## GOAL A
Pick out every line of the records that contains the string "armchair" and copy each such line in full, treating uppercase and lowercase letters as different.

## PROVIDED PASSAGE
# # # #

Speaking of Ragnar and his various women problems: When we last saw Queen Kwenthrith in Mercia, she was holding a young child who she said was Ragnar’s son. There seemed to be some skepticism about whether the child was actually Ragnar’s. What do you think?
My best guess is that it is Ragnar’s child. The skepticism was justified, but that child will be an important child.
This was a transformative season for Rollo. One of the standout scenes was his conversation with the seer. At the time, he was a man who seemed to have nothing left. But now, in Paris, his legend seems even larger than Ragnar’s. Can you talk about where his journey will take him, going forward?
The conversation with the seer was critical and vital. It’s also one of the best moments for Clive [Standen] in the entire show. We happened to have a great female director [Helen Shaver] at the time, and I think she encouraged him to give a really emotional, deeply felt performance. And he was saying: “I’m worthless. I’ll always be in Ragnar’s shadow. It’s not worth me being alive, frankly.” And the seer told him: “If you know what I knew, you’d be dancing naked on the beach.”

# # # #

[Rows from a dataset]
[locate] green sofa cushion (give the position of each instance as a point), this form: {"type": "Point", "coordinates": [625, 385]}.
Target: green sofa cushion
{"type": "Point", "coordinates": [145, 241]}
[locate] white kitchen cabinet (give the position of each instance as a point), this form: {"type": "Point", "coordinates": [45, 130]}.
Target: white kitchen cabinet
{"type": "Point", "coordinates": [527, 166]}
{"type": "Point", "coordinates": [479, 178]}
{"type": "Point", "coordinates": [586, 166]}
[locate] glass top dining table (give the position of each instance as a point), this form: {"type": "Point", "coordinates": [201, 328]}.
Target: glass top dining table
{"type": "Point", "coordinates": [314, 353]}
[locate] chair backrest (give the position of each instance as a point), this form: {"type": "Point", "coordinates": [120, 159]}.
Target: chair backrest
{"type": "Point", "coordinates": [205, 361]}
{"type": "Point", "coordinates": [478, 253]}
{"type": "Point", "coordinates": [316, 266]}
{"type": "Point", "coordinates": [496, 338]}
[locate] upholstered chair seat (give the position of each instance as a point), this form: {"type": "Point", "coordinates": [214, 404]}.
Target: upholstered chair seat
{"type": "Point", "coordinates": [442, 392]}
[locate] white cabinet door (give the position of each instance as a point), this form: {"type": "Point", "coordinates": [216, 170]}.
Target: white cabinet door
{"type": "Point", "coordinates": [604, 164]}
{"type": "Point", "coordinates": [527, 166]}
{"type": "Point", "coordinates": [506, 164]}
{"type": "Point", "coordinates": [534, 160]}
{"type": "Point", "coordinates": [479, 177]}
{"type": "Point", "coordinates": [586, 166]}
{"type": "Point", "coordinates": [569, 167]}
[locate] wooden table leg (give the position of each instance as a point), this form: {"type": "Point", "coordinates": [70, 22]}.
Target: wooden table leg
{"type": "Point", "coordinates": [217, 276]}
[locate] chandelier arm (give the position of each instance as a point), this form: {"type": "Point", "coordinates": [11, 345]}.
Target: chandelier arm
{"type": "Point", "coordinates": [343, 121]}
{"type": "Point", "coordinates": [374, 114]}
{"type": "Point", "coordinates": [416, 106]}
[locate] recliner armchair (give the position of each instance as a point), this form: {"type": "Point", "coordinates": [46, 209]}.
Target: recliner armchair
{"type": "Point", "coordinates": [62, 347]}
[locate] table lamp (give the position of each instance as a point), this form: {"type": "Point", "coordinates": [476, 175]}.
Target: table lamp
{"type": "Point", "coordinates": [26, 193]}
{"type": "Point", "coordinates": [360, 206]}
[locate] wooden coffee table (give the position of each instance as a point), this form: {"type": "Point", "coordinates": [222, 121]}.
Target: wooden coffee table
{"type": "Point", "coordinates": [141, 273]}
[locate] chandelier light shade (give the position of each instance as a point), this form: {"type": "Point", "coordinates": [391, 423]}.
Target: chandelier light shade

# # # #

## GOAL B
Using the interview excerpt about Ragnar and Rollo, decide whether each statement agrees with it: (i) the child Queen Kwenthrith held was definitely not Ragnar's; (ii) a female director was working on the show when the seer scene was made; (iii) Rollo's legend in Paris seems smaller than Ragnar's. Answer yes or no for each and quote the deciding words.

## FULL OUTPUT A
[locate] recliner armchair (give the position of each instance as a point), this form: {"type": "Point", "coordinates": [46, 209]}.
Target: recliner armchair

## FULL OUTPUT B
(i) No: "My best guess is that it is Ragnar’s child."
(ii) Yes: "We happened to have a great female director [Helen Shaver] at the time"
(iii) No: "his legend seems even larger than Ragnar’s."